▶ [MATERIAL FOR THIS TASK]:
══════

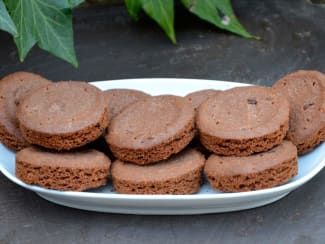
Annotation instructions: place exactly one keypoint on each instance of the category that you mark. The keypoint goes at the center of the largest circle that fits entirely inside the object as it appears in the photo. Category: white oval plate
(205, 201)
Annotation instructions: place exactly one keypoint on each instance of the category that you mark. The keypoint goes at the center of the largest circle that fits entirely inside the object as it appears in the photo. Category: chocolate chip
(308, 105)
(251, 101)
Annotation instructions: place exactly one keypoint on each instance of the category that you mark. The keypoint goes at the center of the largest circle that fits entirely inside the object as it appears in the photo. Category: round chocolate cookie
(65, 171)
(13, 88)
(255, 172)
(63, 115)
(152, 129)
(305, 91)
(180, 174)
(198, 97)
(243, 120)
(118, 99)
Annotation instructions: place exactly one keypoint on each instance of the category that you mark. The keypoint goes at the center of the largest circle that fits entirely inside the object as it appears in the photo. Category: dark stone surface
(111, 46)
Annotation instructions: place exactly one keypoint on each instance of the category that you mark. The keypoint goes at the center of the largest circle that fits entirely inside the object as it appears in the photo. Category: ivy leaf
(42, 22)
(162, 11)
(133, 7)
(219, 13)
(25, 39)
(66, 4)
(6, 22)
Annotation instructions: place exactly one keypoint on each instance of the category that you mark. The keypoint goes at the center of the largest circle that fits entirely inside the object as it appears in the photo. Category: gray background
(111, 46)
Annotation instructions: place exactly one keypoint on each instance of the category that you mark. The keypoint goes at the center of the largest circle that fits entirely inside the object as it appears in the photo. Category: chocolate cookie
(255, 172)
(198, 97)
(243, 120)
(63, 115)
(65, 171)
(180, 174)
(152, 129)
(13, 88)
(305, 91)
(118, 99)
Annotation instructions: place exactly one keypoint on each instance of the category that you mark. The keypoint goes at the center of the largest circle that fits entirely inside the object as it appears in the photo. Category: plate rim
(285, 188)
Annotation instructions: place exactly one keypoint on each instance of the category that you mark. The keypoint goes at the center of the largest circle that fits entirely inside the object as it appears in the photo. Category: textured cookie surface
(152, 130)
(243, 120)
(255, 172)
(305, 91)
(63, 115)
(65, 171)
(118, 99)
(13, 88)
(180, 174)
(198, 97)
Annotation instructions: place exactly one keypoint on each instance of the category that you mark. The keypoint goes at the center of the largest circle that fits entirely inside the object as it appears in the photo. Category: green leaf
(6, 22)
(133, 7)
(42, 22)
(162, 11)
(65, 4)
(25, 39)
(219, 13)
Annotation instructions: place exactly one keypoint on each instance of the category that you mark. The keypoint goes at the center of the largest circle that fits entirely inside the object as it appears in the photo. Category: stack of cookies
(56, 118)
(251, 136)
(148, 139)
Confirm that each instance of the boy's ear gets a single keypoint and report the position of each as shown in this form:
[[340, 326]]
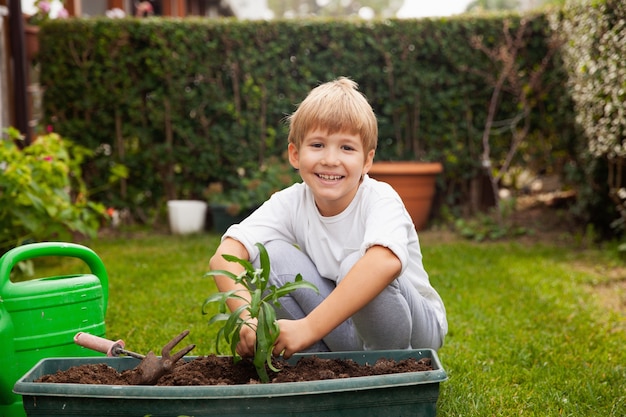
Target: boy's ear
[[369, 160], [293, 156]]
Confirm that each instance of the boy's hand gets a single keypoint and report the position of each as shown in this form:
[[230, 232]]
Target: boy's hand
[[294, 337], [247, 340]]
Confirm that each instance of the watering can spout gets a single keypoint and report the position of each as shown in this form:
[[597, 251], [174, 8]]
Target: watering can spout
[[39, 317]]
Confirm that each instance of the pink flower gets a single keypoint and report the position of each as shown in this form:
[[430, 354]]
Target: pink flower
[[44, 6], [63, 14]]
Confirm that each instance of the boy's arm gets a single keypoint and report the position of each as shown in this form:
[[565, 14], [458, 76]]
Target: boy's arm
[[233, 247], [367, 278]]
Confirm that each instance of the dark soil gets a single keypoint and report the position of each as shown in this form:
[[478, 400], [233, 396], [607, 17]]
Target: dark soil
[[219, 370]]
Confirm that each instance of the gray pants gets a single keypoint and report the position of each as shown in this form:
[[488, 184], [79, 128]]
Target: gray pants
[[398, 318]]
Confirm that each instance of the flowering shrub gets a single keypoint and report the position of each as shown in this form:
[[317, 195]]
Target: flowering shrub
[[42, 194], [46, 11]]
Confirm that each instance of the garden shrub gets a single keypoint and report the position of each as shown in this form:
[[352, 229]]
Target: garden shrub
[[42, 194], [593, 54], [183, 103]]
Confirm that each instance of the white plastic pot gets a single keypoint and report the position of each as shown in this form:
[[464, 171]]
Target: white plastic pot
[[186, 216]]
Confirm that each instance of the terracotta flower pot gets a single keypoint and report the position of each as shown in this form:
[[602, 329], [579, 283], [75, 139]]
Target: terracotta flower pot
[[414, 181]]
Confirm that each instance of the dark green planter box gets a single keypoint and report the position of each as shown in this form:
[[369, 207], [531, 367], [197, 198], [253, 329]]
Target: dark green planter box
[[408, 394]]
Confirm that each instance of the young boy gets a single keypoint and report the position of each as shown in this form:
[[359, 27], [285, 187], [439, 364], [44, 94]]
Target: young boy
[[345, 232]]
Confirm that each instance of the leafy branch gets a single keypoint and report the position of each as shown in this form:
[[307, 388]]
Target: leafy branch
[[257, 312]]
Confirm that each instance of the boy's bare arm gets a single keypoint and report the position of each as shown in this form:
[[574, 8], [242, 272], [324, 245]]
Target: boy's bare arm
[[367, 278]]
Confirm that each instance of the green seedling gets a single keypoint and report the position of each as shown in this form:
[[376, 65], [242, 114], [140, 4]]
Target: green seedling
[[260, 300]]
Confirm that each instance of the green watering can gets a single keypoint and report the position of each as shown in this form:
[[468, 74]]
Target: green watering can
[[39, 318]]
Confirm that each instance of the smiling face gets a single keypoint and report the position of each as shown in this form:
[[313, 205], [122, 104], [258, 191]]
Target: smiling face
[[332, 165]]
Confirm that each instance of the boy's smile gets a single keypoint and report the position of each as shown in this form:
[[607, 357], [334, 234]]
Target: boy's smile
[[332, 165]]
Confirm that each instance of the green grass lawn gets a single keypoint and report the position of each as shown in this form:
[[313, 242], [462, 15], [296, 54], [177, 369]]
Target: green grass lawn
[[531, 332]]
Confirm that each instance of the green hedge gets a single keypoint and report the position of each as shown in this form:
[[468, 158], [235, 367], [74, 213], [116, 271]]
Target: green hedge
[[594, 58], [186, 102]]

══════

▶ [STATED TASK]: Update all of the records above by replacing every "keypoint" with "marker" and leaving everything else the same. Leave the pictures out of your answer.

▶ [CORRECT ANSWER]:
Annotation instructions: place exactly one marker on each instance of the category that you mark. The marker goes at the center of the largest circle that fits entirely inside the object as it appears in the photo. Category: white oval plate
(205, 201)
Annotation instructions: place exactly one marker on each instance of the category that you mark. The marker goes at the center of the largest circle that fits entirely inside the object as it appears in the photo. Category: chocolate chip
(308, 105)
(251, 101)
Annotation instructions: place exactly one marker on each instance of the category that you mark. The marker goes at the center of the largest circle that fits entirely inside the object as it appears in the photo. Category: round chocolate cookie
(65, 171)
(13, 88)
(255, 172)
(63, 115)
(152, 129)
(305, 91)
(180, 174)
(198, 97)
(243, 120)
(118, 99)
Annotation instructions: place exactly one marker on each instance of the category that you mark. The marker goes at the center of the largest circle that fits entirely inside the object as it appears in the photo. Category: dark stone surface
(111, 46)
Annotation instructions: place exactly one marker on each instance of the category that you mark. The marker goes at the center of the largest circle that fits entirely inside the object as it appears in the photo. Category: ivy leaf
(42, 22)
(162, 11)
(133, 7)
(219, 13)
(25, 39)
(66, 4)
(6, 22)
Annotation instructions: place exactly one marker on each instance of the category that you mark. The marker goes at the center of the largest circle that fits entirely inside the object as it appears in the photo. Category: gray background
(111, 46)
Annotation instructions: place exactly one marker on each instance of the category that you mark. The marker goes at the center of the largest circle that fits entirely inside the object as it appears in the photo. Category: chocolate cookie
(255, 172)
(198, 97)
(243, 120)
(63, 115)
(65, 171)
(180, 174)
(152, 129)
(13, 88)
(305, 91)
(118, 99)
Annotation instructions: place exactly one marker on each instance of the category that you mark. The marker goes at the center of the largest circle that fits entirely inside the object as it appears in the photo. Category: plate rim
(285, 188)
Annotation instructions: place exactly one marker on each instance of the category that you mark. The marker goes at the center of the largest circle that fits entirely inside the object as it appears in the photo. Category: textured cookie surface
(152, 130)
(243, 120)
(255, 172)
(305, 91)
(63, 115)
(65, 171)
(118, 99)
(13, 88)
(180, 174)
(198, 97)
Annotation instructions: place exactly one marker on each instance of the category that you mark. The marker goes at the center of the largest circle that fits entirely inside the object as it appears in the photo. Category: green leaf
(6, 22)
(133, 7)
(42, 22)
(162, 11)
(65, 4)
(25, 39)
(219, 13)
Annotation instructions: place exactly one marker on each instance of the category that you mark. The marker goes at the center of the largest circle that fits entirely inside the object as it appears in the photo. Category: stack of cookies
(56, 118)
(251, 136)
(148, 139)
Confirm that each instance of the boy's ear gets a single marker and report the position of each as shown in this form:
[[340, 326]]
Target: boy's ear
[[369, 160], [293, 156]]
Confirm that each instance of the boy's hand gets a single marker and report the position of each as shown in this form:
[[230, 232]]
Target: boy's hand
[[294, 337], [247, 340]]
Confirm that each instance of the watering can spout gets a single marker and report the position of each as shown in this form:
[[597, 251], [174, 8]]
Target: watering can spout
[[39, 317]]
Confirm that each instance of the pink flower gets a single marker and report the position of each as shown in this form:
[[430, 354]]
Target: pink flower
[[44, 6], [63, 14]]
Confirm that each instance of the boy's arm gets a single marker and report the position of each as shown in this form:
[[565, 14], [458, 76]]
Target: boy's arm
[[233, 247], [367, 278]]
Confirm that each instance of the dark soil gets a single marker and report the position of each as shown in this form:
[[478, 400], [233, 396], [607, 17]]
Target: dark soil
[[219, 370]]
Confirm that each instance of the gray pants gets a single marker and report the position of each as shown in this form:
[[488, 184], [79, 128]]
Target: gray pants
[[398, 318]]
Confirm that each instance of the flowering shrub gets a single marker and report the position of each as shown in this form:
[[317, 195]]
Target: flowering shrub
[[42, 194], [46, 11]]
Confirm that each instance of the garden shrub gets a single marker and report the position of each as shown in this form:
[[352, 229]]
Target: garden shrub
[[42, 194], [593, 54], [183, 103]]
Confirm that each instance of the white plastic pot gets a single marker and report the position of each as shown in this form:
[[464, 171]]
Target: white plastic pot
[[186, 216]]
Confirm that each instance of the terracotta flower pot gets a single marker and report the position of each as shown in this form:
[[602, 329], [579, 283], [75, 139]]
Target: terracotta flower pot
[[414, 181]]
Confirm that each instance of the dark green planter box gets a single marker and report the position of each as shown in this form:
[[369, 207], [531, 367], [197, 198], [253, 329]]
Target: dark green planter box
[[408, 394]]
Confirm that each instance of the young boy gets a single marker and report the position of each as shown in this form:
[[359, 27], [285, 187], [439, 364], [44, 94]]
Target: young boy
[[345, 232]]
Confirm that each instance of the leafy branch gets a single marker and report the position of each as shown in this form:
[[307, 388]]
Target: leafy branch
[[257, 312]]
Confirm that each instance of the boy's bare arm gets a single marker and report the position of each as shown in this form:
[[574, 8], [242, 272], [324, 245]]
Target: boy's bare arm
[[367, 278]]
Confirm that each instance of the green seedling gets a single marker and report the position of each as shown in this form:
[[376, 65], [242, 114], [140, 4]]
Target: green seedling
[[260, 300]]
Confirm that each instance of the green watering can gets a single marker and report the position of each as shown in this form:
[[468, 74]]
Target: green watering can
[[39, 318]]
Confirm that each instance of the smiling face gets a single marker and report the position of each as shown in this form:
[[313, 205], [122, 104], [258, 191]]
Target: smiling face
[[332, 165]]
Confirm that each instance of the boy's smile gets a single marker and report the position of each as shown in this form:
[[607, 357], [334, 234]]
Target: boy's smile
[[332, 165]]
Confirm that each instance of the green grass lawn gets a single marker and report the position of each as shown in this form:
[[313, 242], [462, 15], [296, 54], [177, 369]]
Target: green grass lawn
[[531, 332]]
Confirm that each instance of the green hedge gets a single marker and report the position of each as shown in this form:
[[468, 158], [235, 367], [74, 213], [116, 271]]
Target: green hedge
[[594, 58], [186, 102]]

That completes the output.